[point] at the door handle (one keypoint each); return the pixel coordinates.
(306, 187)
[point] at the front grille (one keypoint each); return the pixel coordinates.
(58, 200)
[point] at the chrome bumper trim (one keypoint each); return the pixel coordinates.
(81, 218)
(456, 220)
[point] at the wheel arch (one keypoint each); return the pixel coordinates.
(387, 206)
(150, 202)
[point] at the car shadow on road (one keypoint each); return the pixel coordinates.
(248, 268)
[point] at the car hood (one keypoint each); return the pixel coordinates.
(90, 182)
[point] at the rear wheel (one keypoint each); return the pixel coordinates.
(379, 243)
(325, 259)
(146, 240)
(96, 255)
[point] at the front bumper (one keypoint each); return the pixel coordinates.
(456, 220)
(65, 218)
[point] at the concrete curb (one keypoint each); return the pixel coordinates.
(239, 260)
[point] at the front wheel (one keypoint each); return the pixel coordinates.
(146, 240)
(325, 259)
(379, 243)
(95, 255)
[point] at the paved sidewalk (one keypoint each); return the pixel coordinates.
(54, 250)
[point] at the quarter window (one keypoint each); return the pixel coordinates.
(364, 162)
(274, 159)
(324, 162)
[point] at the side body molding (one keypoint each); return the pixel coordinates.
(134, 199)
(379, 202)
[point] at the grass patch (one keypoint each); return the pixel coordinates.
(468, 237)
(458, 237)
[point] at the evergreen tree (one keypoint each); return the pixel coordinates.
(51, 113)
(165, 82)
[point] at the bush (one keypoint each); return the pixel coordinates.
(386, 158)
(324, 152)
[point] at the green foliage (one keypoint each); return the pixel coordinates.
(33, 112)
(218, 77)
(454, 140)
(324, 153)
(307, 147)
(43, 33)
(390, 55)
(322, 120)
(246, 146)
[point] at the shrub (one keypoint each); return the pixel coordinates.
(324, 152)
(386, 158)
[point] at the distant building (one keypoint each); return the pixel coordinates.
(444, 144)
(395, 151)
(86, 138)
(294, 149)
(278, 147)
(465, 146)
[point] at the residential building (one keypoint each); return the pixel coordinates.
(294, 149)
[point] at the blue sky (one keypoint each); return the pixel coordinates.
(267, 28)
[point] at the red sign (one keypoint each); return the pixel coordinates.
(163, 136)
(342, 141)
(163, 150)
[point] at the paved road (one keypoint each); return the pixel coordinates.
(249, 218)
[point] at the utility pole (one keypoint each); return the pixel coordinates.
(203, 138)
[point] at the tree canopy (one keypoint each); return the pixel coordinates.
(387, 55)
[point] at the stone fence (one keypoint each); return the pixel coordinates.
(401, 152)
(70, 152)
______________________________
What to produce — Quote all of the records above verbatim, from first to last.

Worked solution —
[point] at the door handle (one keypoint each); return the pixel coordinates.
(306, 187)
[point] at the front grille (one keypoint each); return the pixel coordinates.
(58, 200)
[point] at the chrome bumper trim (one keypoint each); return the pixel coordinates.
(81, 218)
(456, 220)
[point] at the wheel arch (one keypoint each); return the pixel coordinates.
(387, 206)
(150, 202)
[point] at the car shadow on road (one keypoint each); return the pixel coordinates.
(248, 268)
[point] at the car hood (one keypoint each); return the pixel coordinates.
(90, 182)
[point] at the rear wheel (one keypoint each); return the pixel coordinates.
(379, 243)
(325, 259)
(146, 240)
(96, 255)
[point] at the front bumper (one keypoint each); return the pixel coordinates.
(456, 220)
(65, 218)
[point] at the concrete curb (one keypoint each); return the pixel coordinates.
(239, 260)
[point] at the front wheel (one keypoint each); return the pixel coordinates.
(146, 240)
(325, 259)
(379, 243)
(95, 255)
[point] at the paved sidewalk (one keypoint each); return the pixel coordinates.
(54, 250)
[point] at the quarter window (one keypoint each); return the pixel coordinates.
(364, 162)
(274, 159)
(324, 162)
[point] at the side body molding (one keypoint each); return the pixel coordinates.
(134, 199)
(379, 202)
[point] at the grass patch (one keypoint each); return the pixel coordinates.
(468, 237)
(458, 237)
[point] at the evergreen tree (one keypoint each); return the pixel coordinates.
(51, 113)
(165, 82)
[point] at the bush (one keypoint each); return the pixel coordinates.
(386, 158)
(324, 152)
[point] at the green foliage (one keypoint each); return the pixel coordinates.
(33, 112)
(218, 77)
(454, 140)
(324, 153)
(307, 147)
(43, 33)
(390, 55)
(322, 120)
(246, 146)
[point] at the shrub (one keypoint each); return the pixel coordinates.
(324, 152)
(386, 158)
[point] at the distant building (one keypoint each); return the pixel coordinates.
(444, 144)
(395, 151)
(86, 138)
(294, 149)
(278, 147)
(465, 146)
[point] at the residential building (one keypoint each); return the pixel coordinates.
(294, 149)
[point] at the blue sky (one keypoint each); return the pixel coordinates.
(267, 28)
[point] at the red sign (one keypoint each); return the pixel coordinates.
(163, 136)
(342, 141)
(163, 150)
[point] at the paved road (one keypoint each); return the pixel coordinates.
(249, 218)
[point] at the utility pole (one keypoint each); return the pixel coordinates.
(203, 138)
[point] at the tree canopy (one keypoint each); return the pixel coordinates.
(387, 55)
[point] at the stone fence (one keypoint each); return the pixel coordinates.
(401, 152)
(70, 152)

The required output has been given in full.